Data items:
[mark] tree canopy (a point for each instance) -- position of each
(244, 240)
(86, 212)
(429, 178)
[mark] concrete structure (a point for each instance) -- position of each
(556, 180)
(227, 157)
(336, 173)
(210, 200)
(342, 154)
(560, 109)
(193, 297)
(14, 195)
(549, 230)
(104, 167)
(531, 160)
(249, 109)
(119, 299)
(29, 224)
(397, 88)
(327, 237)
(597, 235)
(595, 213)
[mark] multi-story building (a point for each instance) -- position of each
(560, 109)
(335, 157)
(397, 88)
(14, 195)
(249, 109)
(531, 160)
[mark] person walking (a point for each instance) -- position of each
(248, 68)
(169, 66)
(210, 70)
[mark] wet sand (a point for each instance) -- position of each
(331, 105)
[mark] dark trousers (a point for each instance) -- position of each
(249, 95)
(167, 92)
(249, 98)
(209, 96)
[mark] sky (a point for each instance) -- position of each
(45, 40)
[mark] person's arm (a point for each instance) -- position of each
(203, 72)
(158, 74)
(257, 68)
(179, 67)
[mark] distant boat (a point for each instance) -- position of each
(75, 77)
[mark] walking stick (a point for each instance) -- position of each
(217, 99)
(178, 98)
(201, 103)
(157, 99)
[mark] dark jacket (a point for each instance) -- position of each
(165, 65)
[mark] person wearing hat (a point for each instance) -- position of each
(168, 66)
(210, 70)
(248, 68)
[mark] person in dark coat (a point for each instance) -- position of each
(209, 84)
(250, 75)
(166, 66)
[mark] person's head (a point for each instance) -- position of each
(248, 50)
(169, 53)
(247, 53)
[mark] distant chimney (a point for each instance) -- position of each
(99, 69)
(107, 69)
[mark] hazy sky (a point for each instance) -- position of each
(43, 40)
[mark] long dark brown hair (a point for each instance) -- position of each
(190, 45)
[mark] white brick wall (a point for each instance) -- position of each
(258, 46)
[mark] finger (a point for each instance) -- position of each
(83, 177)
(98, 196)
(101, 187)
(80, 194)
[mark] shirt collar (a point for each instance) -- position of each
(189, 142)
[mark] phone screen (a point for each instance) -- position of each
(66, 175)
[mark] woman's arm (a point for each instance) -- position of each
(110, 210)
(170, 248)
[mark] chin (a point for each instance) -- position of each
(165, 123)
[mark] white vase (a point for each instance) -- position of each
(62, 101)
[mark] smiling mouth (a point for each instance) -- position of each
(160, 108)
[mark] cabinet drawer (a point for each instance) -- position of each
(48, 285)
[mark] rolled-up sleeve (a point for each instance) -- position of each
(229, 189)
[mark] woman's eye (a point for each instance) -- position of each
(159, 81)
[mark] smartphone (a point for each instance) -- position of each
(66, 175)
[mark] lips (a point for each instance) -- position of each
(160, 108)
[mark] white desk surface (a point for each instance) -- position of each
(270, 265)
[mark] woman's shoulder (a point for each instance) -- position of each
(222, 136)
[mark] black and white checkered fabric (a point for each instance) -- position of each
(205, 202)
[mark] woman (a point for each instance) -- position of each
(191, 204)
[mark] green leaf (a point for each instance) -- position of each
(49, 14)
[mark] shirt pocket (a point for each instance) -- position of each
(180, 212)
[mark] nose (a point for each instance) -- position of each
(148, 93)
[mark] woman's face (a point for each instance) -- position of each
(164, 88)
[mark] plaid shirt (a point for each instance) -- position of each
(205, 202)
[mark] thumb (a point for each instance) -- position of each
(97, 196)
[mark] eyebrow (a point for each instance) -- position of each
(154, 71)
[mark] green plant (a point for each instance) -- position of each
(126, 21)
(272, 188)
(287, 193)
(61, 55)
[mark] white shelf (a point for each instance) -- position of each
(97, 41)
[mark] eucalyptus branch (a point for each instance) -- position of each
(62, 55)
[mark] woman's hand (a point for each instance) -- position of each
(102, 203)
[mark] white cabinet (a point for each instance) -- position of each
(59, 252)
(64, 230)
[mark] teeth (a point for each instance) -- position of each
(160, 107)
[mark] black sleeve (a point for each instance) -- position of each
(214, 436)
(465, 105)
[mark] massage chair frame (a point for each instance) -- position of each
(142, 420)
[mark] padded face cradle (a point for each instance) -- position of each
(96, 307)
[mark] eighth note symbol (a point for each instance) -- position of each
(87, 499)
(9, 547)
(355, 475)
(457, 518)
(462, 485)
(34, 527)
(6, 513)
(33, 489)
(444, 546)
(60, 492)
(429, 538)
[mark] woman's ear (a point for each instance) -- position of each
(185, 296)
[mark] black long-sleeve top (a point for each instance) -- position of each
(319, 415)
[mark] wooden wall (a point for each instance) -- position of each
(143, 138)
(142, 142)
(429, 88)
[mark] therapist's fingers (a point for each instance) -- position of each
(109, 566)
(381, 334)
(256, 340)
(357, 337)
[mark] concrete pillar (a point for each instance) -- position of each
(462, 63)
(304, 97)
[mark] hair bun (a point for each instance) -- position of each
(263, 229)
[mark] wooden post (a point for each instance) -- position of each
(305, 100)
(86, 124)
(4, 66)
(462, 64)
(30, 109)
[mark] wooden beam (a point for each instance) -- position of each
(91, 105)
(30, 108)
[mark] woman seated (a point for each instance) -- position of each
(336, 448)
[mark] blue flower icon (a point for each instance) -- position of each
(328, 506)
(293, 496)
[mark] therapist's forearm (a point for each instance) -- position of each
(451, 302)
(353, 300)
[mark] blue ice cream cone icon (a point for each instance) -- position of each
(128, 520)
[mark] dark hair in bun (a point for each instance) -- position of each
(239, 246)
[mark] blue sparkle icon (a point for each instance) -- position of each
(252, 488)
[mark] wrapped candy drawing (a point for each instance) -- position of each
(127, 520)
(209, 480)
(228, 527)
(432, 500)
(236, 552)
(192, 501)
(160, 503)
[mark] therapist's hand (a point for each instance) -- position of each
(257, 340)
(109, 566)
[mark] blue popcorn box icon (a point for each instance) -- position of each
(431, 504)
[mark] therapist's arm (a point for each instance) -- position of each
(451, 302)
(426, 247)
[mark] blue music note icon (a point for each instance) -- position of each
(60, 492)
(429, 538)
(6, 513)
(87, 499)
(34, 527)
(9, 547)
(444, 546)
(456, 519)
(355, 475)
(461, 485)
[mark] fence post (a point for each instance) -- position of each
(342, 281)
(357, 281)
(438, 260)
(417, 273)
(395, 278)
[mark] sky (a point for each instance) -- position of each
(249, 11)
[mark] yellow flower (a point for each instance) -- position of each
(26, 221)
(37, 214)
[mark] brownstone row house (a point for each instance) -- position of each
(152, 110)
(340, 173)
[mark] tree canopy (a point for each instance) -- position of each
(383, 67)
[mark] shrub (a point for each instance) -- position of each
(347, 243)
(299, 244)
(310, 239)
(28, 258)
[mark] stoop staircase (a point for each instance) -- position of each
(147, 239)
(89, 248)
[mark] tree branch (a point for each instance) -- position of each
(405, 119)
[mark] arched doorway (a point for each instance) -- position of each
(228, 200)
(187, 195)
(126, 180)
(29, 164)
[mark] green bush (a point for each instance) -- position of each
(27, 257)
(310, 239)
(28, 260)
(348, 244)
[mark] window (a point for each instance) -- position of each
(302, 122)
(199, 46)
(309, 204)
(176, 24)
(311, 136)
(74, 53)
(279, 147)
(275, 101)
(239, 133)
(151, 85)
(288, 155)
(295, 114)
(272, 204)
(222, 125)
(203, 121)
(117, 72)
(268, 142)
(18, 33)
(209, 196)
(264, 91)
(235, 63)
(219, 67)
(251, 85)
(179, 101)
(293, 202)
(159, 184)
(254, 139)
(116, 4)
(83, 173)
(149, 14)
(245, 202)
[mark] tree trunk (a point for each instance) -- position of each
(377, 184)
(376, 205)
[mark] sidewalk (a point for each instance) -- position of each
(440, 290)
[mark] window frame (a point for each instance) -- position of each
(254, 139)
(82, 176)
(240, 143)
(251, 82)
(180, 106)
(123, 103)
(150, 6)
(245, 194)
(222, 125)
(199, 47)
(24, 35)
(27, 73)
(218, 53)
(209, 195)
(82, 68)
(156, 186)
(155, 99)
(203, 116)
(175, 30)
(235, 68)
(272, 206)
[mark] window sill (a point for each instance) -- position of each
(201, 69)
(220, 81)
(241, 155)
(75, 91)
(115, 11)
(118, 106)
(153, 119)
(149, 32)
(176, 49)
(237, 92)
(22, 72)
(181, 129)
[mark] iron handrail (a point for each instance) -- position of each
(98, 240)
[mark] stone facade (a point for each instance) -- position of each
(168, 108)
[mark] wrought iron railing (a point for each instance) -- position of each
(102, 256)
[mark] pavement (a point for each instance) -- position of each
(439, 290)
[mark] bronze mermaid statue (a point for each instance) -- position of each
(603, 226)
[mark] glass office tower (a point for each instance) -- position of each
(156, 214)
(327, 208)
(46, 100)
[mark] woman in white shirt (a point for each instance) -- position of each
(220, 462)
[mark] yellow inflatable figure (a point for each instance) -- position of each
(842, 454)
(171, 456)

* _The problem_
The answer is to be the lines from the one holding "[mark] window sill" through the end of the data above, transcribed character for character, both ends included.

* _Solution for this problem_
[mark] window sill (a point for each instance) -- position of each
(201, 69)
(220, 81)
(241, 155)
(75, 91)
(115, 11)
(118, 106)
(153, 119)
(149, 32)
(176, 49)
(237, 92)
(22, 72)
(181, 129)
[mark] iron handrail (a point for each instance) -- position of each
(98, 240)
[mark] stone facade (a point for each instance) -- position of each
(168, 108)
[mark] wrought iron railing (a point for each instance) -- position of each
(102, 256)
[mark] pavement (a point for each instance) -- position of each
(439, 290)
[mark] bronze mermaid statue (a point for each instance) -- position of each
(603, 226)
[mark] glass office tower (a point for each instance) -- position of each
(156, 214)
(327, 208)
(46, 100)
[mark] woman in white shirt (a point for each instance) -- position of each
(220, 462)
[mark] yellow inflatable figure (a point for each instance) -- position of each
(842, 454)
(171, 456)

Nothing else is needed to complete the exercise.